■ Stated problem:
Continue the write-up about finding a path from one song to another, picking up right after its final line.

[Start Passage shown]

So, as the astute may have noticed, this quiz is really just a path-finding in fancy clothes. Just as Mapquest creates directions from point A to point B using roads connecting intersections, so this quiz is about finding your way from song A to song B. There are just a hell of a lot more roads connecting the intersections.

I'll cover my approach in depth, and then look at the code other participants supplied.

As I mentioned above, I decided that I would first try a really brain-dead algorithm and see how it performed. (I intended to try a solution on my own and later do research into optimized algorithms in this field, but never got around to the latter.)

After reading in all the songs, I partitioned them off into a Hash that mapped each letter of the alphabet to the songs that started with that letter. For each of those songs, I then figured out all the unique end letters that you could get to. For simplicity sake, whenever there were multiple songs with the same start/end letters (e.g. "All Out of Love" and "A Whiter Shade of Pale") I simply picked one of them at random and threw out the rest.

I also threw out all the cases where songs started with and ended with the same letter. These might be very useful in determining specific-length playlists, but I didn't want to deal with them.

The end result looked something like this:

@song_links = {
'a' => { 'c' => <Song 'Aerodynamic'>,
'd' => <Song 'All I Need'>,
... },
'b' => { 'a' => <Song 'Bawitdaba'>,
'e' => <Song 'Brother of Mine'>,
... },
...
}

This hash of hashes was then my roadmap, telling me what intersections I could get to for each letter, and what songs I travelled along to take that path.

To walk 50 steps, you first have to walk 49 and then take the last step. Similarly, I decided that I would write a recursive function that checked to see if two songs could be linked together. If they could, that was the path. If not, take one 'step' forward - see if a path to the last song existed from each of the songs which connected to the first.

My first brain-dead approach just let me wander along each possibility until I found each match, and stored all the successes. (My idea was to find all the solutions and then select the shortest one from the list.) I quickly ran into neverending loops as I visited the same song again and again. So, I started passing along a string of all the letters I had already tried. Before taking a step to a new song, I checked to make sure it wasn't in this list.

NOW I WAS COOKING! Along with some debug output, I watched as my code began traverse the possibility path. And watch, and watch. I started thinking about it.

With 5000 songs evenly distributed across all the letters, and paths that can go 26 levels deep, my back-of-the-envelope calculations led me to realize there there were (very roughly) something like

878,406,105,516,319,579,477,535,398,778,457, ...
892,291,056,669,879,055,897,379,772,997,878, ...

[End Passage shown]
[Start Dataset entries]

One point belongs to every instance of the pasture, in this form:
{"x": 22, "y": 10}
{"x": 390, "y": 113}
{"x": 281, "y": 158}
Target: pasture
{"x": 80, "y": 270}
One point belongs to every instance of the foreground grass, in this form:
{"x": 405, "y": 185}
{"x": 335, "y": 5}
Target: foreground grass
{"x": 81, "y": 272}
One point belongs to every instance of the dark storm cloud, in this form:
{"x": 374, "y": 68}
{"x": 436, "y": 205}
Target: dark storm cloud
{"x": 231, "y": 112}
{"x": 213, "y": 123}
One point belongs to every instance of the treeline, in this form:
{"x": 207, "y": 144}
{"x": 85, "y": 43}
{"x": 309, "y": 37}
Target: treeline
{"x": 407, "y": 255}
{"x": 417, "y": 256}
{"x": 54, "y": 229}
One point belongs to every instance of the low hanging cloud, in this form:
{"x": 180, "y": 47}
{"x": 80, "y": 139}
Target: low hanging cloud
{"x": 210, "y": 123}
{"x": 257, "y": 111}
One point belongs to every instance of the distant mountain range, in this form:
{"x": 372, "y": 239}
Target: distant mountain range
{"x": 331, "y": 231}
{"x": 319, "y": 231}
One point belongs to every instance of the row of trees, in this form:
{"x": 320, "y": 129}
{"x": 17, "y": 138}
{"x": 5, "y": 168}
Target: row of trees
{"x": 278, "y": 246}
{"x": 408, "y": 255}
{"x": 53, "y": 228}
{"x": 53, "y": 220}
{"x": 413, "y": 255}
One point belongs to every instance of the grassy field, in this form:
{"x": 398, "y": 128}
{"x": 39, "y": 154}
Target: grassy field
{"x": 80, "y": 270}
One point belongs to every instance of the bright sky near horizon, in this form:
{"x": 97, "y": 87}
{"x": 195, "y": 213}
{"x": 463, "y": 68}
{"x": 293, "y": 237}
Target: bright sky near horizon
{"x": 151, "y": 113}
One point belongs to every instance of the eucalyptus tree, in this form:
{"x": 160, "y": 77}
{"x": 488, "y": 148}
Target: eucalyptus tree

[End Dataset entries]

■ Task output:
407,474,708,480,000,000,000

possible paths. Ooops. That would take a while to search the entire possibility tree. After waiting for 20 minutes, I realized I might have to wait a really long time.

So, I made one more adjustment - whenever I found a valid path, I stored the length of that path in an instance variable. Any time my recursive function tried to go deeper than than, I bailed out. (If know one route to get to the mall that takes 3 miles, and you start down a strange road looking for a shortcut, after you've gone more than 3 miles you know it's time to head home. You might be able to get to the mall by driving across the country and back, but it's not the solution you're looking for.)

And WHAM...my brain-dead solution went from taking longer than the universe has existed, to finding solutions in less than a second. Usually less than 1/10th of a second.

Take THAT, optimized algorithms! :)

[As a disclaimer, in the cases where no such path exists the code has to end up searching the entire possibility space, so...it essentially hangs when it can't find the right path.]

I had visions of using the same sort of solution to find a specific-length playlist: I would accumulate time as I recursed, and bail out once I had passed the limit. And then I went to bed instead. :)

So, on to looking at others' solutions, as best I can.

Pedro's solution appears to use recursion, like mine. I can't quite tell how it's preventing infinite circular lists, or how it goes so fast. It stores a list of possible solutions, and when finished it yields the list of all found solutions to a passed-in proc to determine which solution is correct.

So, for example, the line:

ruby

result=search(songs, first, last, &min_dur)

picks the playlist with the shortest duration from those it found, while:

ruby

result=search(songs, first, last, &min_len)

picks the playlist with the fewest songs.

Because Pedro's solution didn't do any song name cleaning, it can produce some interesting results:

Proudest Monkey - Dave Matthews Band - 551 ms ===>
'Round The World With The Rubber Duck - C.W. McCall - 247 ms
Proudest Monkey - Dave Matthews Band - 551 ms
You May Be Right - Billy Joel - 255 ms
Teacher, Teacher - .38 Special - 193 ms
Rock Me - ABBA - 185 ms
Eden - 10,000 Maniacs - 250 ms
North - Afro Celt Sound System - 409 ms
Here Without You - 3 Doors Down - 238 ms
Under Attack - ABBA - 227 ms
Kelly Watch The Stars - Air [French Band] - 226 ms
Saguaro - A Small, Good Thing - 353 ms
Ostrichism - A Small, Good Thing - 152 ms
Mamma Mia - ABBA - 212 ms
All I Need - Air [French Band] - 268 ms
Does Your Mother Know - ABBA - 195 ms
When You're Falling - Afro Celt Sound System - 314 ms
God Must Have Spent A Little.. - Alabama - 203 ms
... to calm a turbulent soul - Falling You - 469 ms
Losing Grip - Avril Lavigne - 233 ms
Preacher in this Ring, Part I - Bruce Hornsby - 302 ms
Intergalactic - Beastie Boys - 231 ms
CDJ - Pizzicato Five - 344 ms
Jumpin' Jumpin' - Destiny's Child - 229 ms
'Round The World With The Rubber Duck - C.W. McCall - 247 ms

(Note the linkage of songs with apostrophes or periods. :)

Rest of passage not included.